===== SELECTION =====
Anthony Viti (born 1961) is an American artist who lives and works at Brooklyn, New York. He is a visual artist and an art educator. Viti currently teaches at School of Visual Arts and Parsons.

Work
Viti's art practice has focused on narratives of body and HIV and resulting sexual subcultures. He uses a variety of media; painting, sculpture, video, and installation that is both confrontational and high-spirited.

Exhibitions
He had solo exhibitions at Art During the Occupation Gallery, Brooklyn, NY; Hudson D. Walker Gallery, Provincetown, MA; Deven Golden Fine Art, New York, NY; Tibor de Nagy Gallery, New York, NY; Leslie-Lohman Museum of Gay and Lesbian Art. His work has been exhibited in group exhibitions at the Ratio 3, San Francisco; Cobra Museum, Amsterdam; SCA Contemporary Art, Albuquerque; Sue Scott Gallery, New York, NY; Kinkead Contemporary, Culver City, CA; David Krut Projects, New York, NY; Ethan Cohen Fine Arts, New York, NY.
=====
__EXERCISE REQUIREMENTS__:
a - Reproduce a passage from the Anthony Viti profile, beginning at the words "Anthony Viti (born" and stopping after "Arts and Parsons.".
b - For each statement, say yes or no according to the Anthony Viti profile and quote the words that decide it. (i) Viti teaches at the School of Visual Arts and Parsons. (ii) Viti had a solo exhibition at the Cobra Museum in Amsterdam. (iii) Viti works only in painting.
===== RECORD LIST =====
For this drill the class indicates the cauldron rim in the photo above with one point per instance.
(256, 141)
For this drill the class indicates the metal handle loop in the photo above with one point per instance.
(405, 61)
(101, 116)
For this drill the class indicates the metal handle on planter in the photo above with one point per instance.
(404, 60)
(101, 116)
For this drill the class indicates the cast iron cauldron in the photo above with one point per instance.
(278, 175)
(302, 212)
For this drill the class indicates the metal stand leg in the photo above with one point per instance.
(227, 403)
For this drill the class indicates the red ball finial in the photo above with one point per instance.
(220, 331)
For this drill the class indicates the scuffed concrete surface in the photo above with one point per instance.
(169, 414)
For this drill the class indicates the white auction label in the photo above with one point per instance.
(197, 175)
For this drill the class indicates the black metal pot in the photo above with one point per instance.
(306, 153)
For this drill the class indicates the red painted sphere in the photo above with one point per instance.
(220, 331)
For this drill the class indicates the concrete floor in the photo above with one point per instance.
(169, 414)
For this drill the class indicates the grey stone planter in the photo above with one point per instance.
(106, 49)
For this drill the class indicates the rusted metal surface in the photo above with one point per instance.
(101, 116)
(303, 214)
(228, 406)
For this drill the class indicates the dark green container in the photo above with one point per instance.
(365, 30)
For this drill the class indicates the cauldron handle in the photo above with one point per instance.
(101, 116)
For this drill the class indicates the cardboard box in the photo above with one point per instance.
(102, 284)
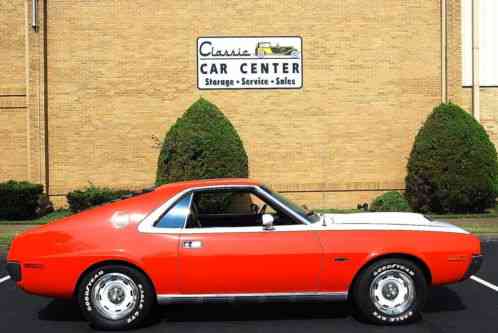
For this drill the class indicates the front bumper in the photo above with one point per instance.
(474, 266)
(14, 270)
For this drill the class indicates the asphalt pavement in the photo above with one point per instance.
(464, 307)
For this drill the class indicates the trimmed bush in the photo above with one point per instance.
(202, 144)
(392, 201)
(79, 200)
(19, 200)
(453, 164)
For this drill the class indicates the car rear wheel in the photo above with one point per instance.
(115, 297)
(390, 292)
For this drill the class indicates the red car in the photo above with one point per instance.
(235, 239)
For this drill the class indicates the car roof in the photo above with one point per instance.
(178, 186)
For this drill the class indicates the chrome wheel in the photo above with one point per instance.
(114, 295)
(392, 292)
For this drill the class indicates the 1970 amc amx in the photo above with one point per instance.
(236, 239)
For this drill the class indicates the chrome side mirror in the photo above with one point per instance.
(267, 220)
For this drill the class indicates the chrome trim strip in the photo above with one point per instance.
(295, 296)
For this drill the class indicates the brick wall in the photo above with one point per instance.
(13, 127)
(120, 71)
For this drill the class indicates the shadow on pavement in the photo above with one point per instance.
(443, 299)
(253, 311)
(61, 310)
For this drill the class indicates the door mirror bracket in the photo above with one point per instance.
(267, 221)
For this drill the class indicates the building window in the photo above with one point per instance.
(488, 64)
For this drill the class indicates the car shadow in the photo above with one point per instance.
(443, 299)
(253, 311)
(61, 310)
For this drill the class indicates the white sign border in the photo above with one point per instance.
(258, 88)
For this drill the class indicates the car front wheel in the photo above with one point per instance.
(115, 297)
(390, 291)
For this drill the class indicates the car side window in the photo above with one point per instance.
(177, 215)
(232, 208)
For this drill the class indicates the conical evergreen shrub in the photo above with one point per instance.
(201, 144)
(452, 165)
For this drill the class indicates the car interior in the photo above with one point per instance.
(210, 209)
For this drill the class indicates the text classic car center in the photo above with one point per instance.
(249, 63)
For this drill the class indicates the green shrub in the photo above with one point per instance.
(453, 164)
(392, 201)
(202, 144)
(79, 200)
(19, 200)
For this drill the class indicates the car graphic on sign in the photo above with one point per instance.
(266, 49)
(172, 244)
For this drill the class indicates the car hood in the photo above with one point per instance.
(387, 221)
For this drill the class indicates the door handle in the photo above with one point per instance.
(192, 244)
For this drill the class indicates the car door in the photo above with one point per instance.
(249, 259)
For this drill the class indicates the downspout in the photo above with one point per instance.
(444, 53)
(475, 60)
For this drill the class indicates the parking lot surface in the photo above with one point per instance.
(465, 307)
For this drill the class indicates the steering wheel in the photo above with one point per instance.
(262, 210)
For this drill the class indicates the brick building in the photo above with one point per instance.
(84, 85)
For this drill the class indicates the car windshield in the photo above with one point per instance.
(302, 211)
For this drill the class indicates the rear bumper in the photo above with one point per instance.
(474, 266)
(14, 270)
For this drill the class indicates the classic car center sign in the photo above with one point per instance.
(249, 63)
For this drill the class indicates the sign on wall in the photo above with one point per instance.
(249, 63)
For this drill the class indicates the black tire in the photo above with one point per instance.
(382, 274)
(142, 303)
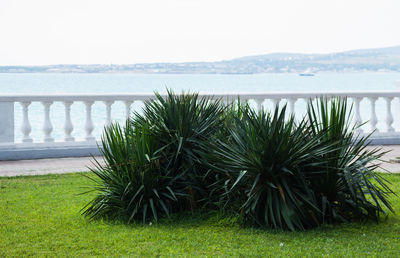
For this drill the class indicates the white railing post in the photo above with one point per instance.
(275, 102)
(373, 120)
(259, 103)
(47, 126)
(128, 104)
(108, 111)
(89, 126)
(26, 126)
(68, 126)
(7, 122)
(292, 103)
(357, 117)
(389, 116)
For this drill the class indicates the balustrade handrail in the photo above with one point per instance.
(7, 119)
(145, 96)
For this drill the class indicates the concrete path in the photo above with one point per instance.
(67, 165)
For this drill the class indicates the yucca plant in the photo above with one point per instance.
(185, 124)
(348, 188)
(265, 158)
(134, 184)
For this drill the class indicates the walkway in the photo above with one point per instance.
(66, 165)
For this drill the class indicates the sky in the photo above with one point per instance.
(44, 32)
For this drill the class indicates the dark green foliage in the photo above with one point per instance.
(133, 184)
(348, 188)
(184, 152)
(266, 158)
(185, 125)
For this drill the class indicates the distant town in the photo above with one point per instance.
(365, 60)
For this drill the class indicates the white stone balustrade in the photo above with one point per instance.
(7, 135)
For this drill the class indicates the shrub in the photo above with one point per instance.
(183, 152)
(133, 184)
(348, 188)
(185, 125)
(266, 158)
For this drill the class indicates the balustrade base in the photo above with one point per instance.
(83, 149)
(44, 150)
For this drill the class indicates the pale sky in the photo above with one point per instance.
(40, 32)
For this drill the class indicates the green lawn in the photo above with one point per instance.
(39, 216)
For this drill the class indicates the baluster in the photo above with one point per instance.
(89, 126)
(128, 104)
(292, 102)
(108, 111)
(26, 126)
(259, 103)
(275, 103)
(68, 126)
(389, 116)
(357, 117)
(373, 119)
(47, 126)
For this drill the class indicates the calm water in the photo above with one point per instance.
(132, 83)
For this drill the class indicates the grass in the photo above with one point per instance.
(40, 216)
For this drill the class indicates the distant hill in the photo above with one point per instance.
(376, 59)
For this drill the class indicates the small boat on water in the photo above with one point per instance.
(306, 73)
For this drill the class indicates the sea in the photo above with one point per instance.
(54, 83)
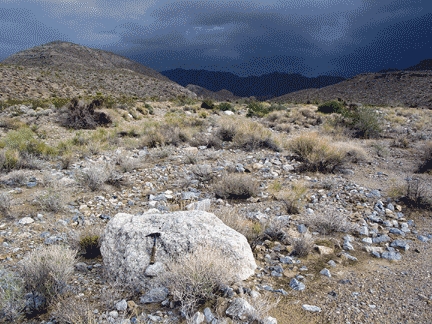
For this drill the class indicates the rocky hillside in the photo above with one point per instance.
(396, 88)
(65, 70)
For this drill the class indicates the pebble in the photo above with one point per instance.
(26, 221)
(325, 272)
(311, 308)
(297, 285)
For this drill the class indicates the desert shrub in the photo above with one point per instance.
(72, 310)
(202, 172)
(330, 107)
(83, 116)
(89, 242)
(364, 122)
(235, 186)
(257, 109)
(302, 245)
(224, 106)
(418, 193)
(45, 273)
(426, 164)
(51, 200)
(251, 136)
(24, 141)
(207, 104)
(11, 297)
(226, 132)
(329, 222)
(94, 176)
(233, 218)
(293, 198)
(316, 153)
(195, 279)
(5, 205)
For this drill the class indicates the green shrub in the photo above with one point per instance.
(24, 141)
(364, 122)
(224, 106)
(90, 245)
(426, 164)
(257, 109)
(236, 186)
(331, 107)
(316, 153)
(46, 273)
(11, 297)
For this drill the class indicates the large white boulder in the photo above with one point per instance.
(127, 243)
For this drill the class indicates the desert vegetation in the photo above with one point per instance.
(295, 180)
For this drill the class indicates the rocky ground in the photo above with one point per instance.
(374, 269)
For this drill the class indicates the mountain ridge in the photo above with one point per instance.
(263, 87)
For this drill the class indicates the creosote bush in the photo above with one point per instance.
(316, 153)
(196, 278)
(235, 186)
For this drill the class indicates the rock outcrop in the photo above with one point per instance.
(128, 243)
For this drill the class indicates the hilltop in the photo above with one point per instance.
(65, 70)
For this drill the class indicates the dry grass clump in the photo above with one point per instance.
(293, 198)
(328, 223)
(235, 186)
(195, 279)
(51, 200)
(165, 134)
(353, 153)
(418, 192)
(89, 242)
(302, 245)
(45, 273)
(316, 153)
(233, 218)
(94, 177)
(252, 136)
(72, 310)
(5, 205)
(11, 297)
(426, 165)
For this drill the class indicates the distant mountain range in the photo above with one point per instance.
(395, 88)
(65, 70)
(262, 87)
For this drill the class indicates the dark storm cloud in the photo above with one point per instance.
(21, 29)
(245, 37)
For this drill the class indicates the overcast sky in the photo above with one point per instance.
(311, 37)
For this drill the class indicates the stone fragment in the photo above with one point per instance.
(155, 295)
(311, 308)
(240, 309)
(297, 285)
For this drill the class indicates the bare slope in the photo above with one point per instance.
(400, 88)
(64, 69)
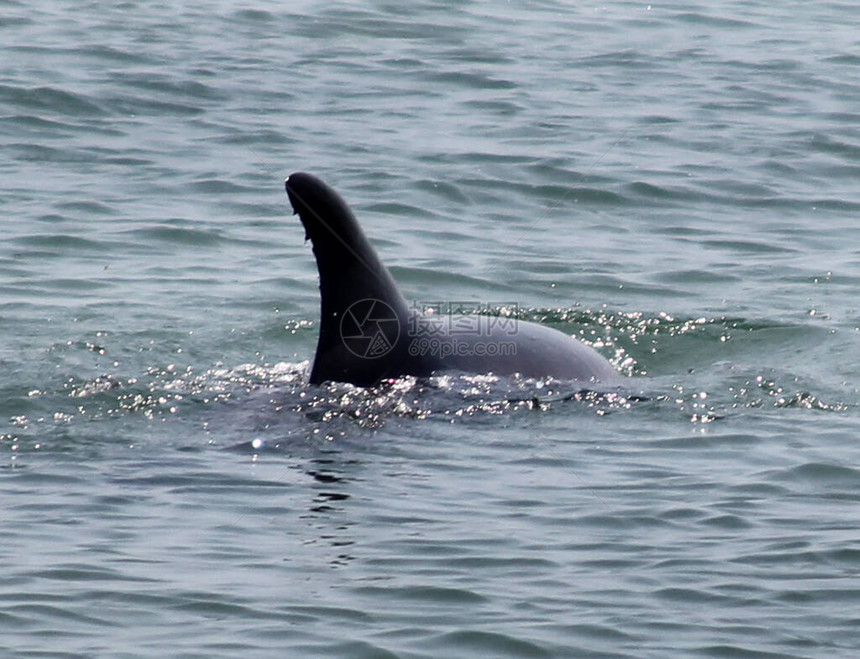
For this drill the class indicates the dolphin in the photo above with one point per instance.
(368, 332)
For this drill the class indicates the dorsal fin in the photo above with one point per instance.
(350, 274)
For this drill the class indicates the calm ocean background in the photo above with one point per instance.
(677, 183)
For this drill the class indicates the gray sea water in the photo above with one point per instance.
(678, 184)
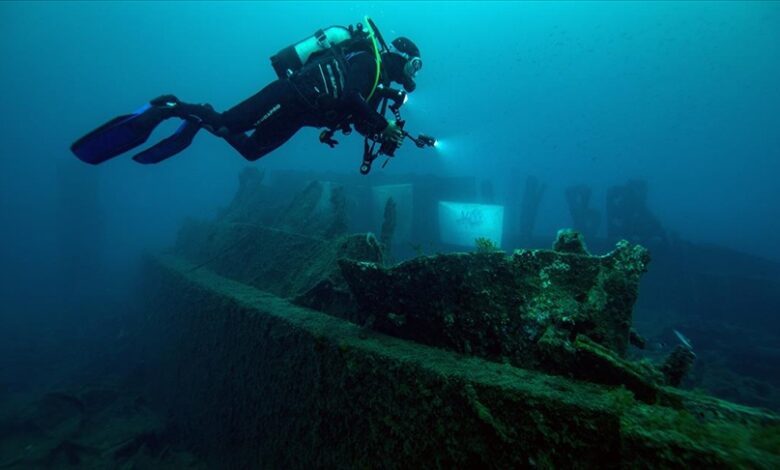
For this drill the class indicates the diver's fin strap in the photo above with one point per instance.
(171, 145)
(326, 137)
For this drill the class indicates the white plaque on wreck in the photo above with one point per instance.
(461, 224)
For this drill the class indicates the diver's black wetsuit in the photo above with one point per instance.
(325, 93)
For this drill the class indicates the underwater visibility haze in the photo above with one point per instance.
(572, 227)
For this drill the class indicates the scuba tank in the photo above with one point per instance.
(292, 58)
=====
__TASK-BY-TASK ANSWERS__:
a -
Anthony Viti (born 1961) is an American artist who lives and works at Brooklyn, New York. He is a visual artist and an art educator. Viti currently teaches at School of Visual Arts and Parsons.

b -
(i) Yes: "Viti currently teaches at School of Visual Arts and Parsons."
(ii) No: "His work has been exhibited in group exhibitions at the Ratio 3, San Francisco; Cobra Museum, Amsterdam"
(iii) No: "He uses a variety of media; painting, sculpture, video, and installation"